Task instructions
Can you output each of the rows below again, character for character, without changing anything?

Records for the task
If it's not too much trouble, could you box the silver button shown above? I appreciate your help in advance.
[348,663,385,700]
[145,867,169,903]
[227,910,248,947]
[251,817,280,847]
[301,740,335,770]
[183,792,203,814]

Solution
If it's not too much trouble, could you box the silver button shown above? I appreciate your help in advance.
[348,663,385,700]
[145,867,169,903]
[227,910,248,947]
[251,817,280,847]
[301,740,335,770]
[183,792,203,814]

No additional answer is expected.